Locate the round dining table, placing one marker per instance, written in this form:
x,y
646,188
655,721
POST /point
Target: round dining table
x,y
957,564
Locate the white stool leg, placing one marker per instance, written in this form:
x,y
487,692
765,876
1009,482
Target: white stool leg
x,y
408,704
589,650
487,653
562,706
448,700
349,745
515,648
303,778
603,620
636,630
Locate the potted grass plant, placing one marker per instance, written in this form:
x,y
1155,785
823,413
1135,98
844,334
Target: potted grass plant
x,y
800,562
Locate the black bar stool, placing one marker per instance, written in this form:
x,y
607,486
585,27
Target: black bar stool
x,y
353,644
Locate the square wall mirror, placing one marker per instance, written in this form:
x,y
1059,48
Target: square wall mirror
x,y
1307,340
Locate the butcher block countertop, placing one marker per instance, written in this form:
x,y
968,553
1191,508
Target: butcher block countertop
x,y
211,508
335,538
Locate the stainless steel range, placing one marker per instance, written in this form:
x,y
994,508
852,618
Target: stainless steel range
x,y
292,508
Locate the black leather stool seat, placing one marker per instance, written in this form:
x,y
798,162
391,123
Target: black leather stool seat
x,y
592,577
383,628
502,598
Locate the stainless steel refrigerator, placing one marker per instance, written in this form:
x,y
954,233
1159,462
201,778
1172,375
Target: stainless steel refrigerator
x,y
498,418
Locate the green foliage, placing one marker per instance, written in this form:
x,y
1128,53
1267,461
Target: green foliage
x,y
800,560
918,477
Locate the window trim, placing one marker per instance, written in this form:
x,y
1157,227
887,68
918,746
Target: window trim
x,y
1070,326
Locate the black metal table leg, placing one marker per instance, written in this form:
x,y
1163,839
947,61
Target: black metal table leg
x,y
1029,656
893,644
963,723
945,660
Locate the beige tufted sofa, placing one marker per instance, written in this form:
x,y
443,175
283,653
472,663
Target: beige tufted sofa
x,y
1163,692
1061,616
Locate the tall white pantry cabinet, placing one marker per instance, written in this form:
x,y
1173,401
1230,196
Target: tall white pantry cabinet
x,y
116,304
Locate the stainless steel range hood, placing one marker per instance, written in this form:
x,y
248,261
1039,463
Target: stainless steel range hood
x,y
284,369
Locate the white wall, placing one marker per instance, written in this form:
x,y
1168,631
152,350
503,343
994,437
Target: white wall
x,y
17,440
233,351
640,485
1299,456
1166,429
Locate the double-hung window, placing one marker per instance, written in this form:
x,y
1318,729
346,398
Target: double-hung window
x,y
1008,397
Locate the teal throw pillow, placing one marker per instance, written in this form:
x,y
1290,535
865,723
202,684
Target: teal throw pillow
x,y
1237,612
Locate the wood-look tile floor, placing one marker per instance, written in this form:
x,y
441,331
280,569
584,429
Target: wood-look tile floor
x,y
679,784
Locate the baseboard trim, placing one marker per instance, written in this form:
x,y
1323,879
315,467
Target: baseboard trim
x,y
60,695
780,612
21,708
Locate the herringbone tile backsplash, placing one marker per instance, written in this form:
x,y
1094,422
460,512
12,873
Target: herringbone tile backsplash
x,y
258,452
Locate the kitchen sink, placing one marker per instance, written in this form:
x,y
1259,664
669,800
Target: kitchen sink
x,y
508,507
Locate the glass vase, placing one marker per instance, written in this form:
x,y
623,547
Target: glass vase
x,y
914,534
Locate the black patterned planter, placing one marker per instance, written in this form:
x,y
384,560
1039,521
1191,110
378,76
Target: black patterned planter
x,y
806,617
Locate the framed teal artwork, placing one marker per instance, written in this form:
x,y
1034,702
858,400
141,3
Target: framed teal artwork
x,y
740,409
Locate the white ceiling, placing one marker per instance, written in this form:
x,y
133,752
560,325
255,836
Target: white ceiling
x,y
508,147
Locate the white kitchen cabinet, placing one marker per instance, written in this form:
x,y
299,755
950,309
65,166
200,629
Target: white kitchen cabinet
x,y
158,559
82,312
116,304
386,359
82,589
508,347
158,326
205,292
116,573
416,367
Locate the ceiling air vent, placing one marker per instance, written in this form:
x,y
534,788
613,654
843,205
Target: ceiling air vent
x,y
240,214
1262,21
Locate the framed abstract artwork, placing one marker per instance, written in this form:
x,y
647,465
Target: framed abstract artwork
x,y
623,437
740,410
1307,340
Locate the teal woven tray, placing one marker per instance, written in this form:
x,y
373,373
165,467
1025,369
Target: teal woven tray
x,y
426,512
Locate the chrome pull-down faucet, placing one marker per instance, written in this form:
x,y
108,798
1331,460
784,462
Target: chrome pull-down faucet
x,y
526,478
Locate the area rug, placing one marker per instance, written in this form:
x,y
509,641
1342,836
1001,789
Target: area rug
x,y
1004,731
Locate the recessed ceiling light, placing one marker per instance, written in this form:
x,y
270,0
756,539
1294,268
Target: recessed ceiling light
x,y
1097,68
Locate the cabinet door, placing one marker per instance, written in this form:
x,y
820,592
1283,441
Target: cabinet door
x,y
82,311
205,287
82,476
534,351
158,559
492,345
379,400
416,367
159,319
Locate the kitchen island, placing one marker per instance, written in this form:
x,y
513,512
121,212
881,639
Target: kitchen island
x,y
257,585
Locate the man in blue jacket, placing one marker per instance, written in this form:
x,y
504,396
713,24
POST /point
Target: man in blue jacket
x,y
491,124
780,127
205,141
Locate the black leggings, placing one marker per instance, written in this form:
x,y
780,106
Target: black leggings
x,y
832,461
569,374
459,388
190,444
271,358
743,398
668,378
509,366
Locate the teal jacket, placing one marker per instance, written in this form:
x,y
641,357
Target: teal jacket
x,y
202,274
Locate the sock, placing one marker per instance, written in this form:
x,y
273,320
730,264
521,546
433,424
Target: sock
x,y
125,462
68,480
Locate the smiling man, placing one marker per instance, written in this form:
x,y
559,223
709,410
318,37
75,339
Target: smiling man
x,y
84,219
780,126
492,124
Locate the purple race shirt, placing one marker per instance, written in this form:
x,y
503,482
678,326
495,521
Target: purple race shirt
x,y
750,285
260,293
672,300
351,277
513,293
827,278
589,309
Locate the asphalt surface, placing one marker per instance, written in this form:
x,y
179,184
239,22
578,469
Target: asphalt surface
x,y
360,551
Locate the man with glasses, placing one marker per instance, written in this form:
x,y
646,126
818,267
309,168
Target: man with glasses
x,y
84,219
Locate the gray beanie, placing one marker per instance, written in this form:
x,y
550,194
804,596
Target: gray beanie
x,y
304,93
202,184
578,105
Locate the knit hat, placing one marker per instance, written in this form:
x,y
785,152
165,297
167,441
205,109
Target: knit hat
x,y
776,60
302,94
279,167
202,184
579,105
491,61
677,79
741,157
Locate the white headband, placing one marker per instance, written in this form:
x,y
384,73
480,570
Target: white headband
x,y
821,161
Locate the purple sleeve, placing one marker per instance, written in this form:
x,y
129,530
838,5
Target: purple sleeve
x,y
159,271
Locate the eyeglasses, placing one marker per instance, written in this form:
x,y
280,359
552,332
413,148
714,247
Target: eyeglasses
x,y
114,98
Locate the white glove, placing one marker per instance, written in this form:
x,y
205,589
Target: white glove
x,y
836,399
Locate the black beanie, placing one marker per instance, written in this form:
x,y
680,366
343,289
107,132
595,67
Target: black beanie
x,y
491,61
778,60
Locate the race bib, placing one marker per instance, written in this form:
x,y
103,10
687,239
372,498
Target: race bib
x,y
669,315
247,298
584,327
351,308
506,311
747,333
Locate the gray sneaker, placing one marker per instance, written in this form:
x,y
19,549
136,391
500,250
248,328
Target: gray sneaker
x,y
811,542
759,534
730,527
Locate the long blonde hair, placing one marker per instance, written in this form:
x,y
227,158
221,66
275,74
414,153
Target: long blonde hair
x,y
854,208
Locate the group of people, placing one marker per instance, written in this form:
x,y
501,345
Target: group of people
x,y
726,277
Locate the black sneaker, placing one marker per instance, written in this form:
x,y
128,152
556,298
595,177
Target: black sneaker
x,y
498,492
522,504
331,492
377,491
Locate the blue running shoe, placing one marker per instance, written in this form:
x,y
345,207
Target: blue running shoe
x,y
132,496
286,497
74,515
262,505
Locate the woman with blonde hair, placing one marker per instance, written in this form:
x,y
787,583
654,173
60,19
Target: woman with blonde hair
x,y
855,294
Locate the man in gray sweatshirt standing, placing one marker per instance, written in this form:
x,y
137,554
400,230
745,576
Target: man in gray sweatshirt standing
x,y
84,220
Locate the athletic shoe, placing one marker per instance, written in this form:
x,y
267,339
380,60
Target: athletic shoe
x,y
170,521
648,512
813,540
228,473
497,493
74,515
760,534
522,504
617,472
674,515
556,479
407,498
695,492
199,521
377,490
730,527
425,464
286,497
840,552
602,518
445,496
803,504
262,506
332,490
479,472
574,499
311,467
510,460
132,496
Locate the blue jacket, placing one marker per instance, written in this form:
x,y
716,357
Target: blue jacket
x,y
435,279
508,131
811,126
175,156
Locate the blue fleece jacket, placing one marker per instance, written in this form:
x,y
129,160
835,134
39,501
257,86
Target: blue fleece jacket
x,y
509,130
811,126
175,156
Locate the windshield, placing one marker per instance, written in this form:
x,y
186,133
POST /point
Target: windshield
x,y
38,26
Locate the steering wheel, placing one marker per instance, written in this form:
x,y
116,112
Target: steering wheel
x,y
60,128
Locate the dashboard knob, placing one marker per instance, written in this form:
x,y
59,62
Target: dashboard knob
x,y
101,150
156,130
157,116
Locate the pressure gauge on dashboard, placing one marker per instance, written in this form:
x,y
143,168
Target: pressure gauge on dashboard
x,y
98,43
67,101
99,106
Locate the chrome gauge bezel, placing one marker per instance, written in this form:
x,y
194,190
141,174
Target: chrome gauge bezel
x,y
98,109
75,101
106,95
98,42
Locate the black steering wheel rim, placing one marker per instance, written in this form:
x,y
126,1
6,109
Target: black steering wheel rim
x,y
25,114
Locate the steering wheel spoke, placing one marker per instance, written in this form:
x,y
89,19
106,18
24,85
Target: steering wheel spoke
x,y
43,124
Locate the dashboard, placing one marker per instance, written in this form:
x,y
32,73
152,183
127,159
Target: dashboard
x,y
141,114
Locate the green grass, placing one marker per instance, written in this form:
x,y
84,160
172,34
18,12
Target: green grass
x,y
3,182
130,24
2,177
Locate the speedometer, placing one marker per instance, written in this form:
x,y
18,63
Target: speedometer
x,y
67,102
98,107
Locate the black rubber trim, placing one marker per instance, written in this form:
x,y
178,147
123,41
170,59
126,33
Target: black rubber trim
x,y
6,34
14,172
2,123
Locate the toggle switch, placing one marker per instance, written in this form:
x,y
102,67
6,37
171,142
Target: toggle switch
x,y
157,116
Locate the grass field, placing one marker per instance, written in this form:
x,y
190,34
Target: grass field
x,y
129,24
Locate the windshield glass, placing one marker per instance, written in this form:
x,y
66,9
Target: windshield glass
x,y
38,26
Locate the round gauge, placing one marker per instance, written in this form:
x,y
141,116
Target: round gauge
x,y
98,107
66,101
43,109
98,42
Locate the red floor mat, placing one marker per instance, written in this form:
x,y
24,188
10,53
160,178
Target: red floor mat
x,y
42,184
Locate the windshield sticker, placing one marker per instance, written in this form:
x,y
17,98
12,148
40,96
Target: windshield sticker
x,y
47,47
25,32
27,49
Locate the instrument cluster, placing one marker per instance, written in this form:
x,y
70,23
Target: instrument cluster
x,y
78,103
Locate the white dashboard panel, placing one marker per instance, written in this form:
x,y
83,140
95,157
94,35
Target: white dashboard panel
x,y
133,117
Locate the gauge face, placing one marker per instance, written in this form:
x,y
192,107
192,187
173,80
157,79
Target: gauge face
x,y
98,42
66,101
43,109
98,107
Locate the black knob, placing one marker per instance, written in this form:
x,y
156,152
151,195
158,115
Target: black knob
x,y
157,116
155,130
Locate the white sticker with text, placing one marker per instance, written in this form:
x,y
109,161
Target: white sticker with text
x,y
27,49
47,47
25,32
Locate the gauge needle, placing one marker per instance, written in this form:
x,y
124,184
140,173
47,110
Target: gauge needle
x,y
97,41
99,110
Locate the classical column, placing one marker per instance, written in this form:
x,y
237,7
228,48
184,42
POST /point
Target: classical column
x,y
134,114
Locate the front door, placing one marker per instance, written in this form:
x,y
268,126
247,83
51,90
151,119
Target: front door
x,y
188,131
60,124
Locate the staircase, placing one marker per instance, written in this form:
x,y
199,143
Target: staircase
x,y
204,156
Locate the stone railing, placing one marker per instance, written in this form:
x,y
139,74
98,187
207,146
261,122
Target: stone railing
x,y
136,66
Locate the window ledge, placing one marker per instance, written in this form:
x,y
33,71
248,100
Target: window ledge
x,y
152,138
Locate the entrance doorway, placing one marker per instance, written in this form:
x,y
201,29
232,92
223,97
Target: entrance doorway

********************

(THE TASK):
Spot every line in the entries that includes the word "entrance", and copy each one out.

(YOUR RESPONSE):
Locate the entrance doorway, placing one marker per instance, written in this form:
Target: entrance doorway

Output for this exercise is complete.